→ PROBLEM REQUIREMENTS: Copy each line from the entries that the word "Could" appears in.

→ DATASET RECORDS:
*-*-*

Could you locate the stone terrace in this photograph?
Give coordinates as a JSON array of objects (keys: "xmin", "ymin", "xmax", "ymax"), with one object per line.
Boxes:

*-*-*

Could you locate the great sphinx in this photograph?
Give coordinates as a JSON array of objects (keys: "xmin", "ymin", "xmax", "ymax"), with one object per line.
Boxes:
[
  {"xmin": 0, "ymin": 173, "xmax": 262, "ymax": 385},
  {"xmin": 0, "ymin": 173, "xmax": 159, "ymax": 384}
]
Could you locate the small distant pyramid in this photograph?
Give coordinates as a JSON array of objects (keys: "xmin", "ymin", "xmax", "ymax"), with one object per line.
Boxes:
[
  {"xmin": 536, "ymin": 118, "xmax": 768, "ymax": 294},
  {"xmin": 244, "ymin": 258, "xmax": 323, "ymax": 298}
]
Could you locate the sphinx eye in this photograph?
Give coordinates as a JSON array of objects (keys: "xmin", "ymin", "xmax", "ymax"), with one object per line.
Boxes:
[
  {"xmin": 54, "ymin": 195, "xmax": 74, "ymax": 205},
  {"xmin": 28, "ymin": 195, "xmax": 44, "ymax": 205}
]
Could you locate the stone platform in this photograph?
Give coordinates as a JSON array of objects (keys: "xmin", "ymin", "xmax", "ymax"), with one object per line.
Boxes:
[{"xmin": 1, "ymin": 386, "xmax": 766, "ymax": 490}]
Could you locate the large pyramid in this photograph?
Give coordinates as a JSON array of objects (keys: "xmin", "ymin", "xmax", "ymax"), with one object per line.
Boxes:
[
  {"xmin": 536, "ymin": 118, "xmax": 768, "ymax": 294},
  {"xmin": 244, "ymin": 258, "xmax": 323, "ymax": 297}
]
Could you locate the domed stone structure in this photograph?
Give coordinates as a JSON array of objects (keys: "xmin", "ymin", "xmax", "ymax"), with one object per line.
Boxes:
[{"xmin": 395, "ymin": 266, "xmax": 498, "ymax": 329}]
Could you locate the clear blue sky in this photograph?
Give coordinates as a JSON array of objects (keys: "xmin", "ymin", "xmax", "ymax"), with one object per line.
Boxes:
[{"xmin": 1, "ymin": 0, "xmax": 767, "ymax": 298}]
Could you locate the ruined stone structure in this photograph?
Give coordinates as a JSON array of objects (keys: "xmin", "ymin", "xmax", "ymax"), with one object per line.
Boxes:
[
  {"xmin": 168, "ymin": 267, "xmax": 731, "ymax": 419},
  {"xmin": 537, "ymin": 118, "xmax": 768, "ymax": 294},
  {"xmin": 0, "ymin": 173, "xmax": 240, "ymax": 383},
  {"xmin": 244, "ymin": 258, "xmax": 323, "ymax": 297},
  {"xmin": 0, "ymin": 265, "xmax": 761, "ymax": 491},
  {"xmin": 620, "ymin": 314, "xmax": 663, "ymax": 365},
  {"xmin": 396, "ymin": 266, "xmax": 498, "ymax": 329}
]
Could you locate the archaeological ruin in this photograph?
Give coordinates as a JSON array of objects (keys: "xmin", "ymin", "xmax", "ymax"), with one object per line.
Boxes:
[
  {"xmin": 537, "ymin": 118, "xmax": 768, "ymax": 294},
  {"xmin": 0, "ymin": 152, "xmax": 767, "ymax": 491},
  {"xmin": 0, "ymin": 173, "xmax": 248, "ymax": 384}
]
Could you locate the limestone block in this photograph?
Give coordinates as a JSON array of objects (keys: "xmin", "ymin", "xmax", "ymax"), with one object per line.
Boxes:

*-*-*

→ RESPONSE BOX:
Could you locate the stone terrace in this photograph?
Could you locate the great sphinx in this photograph?
Could you locate the small distant pyramid in this photograph?
Could you locate the sphinx eye in this photograph?
Could you locate the stone platform in this photograph?
Could you locate the large pyramid in this photograph?
Could you locate the domed stone structure in this photograph?
Could you locate the clear blue sky in this photograph?
Could you locate the ruined stone structure in this photograph?
Could you locate the archaeological ruin in this photograph?
Could you locate the limestone block in this photograph?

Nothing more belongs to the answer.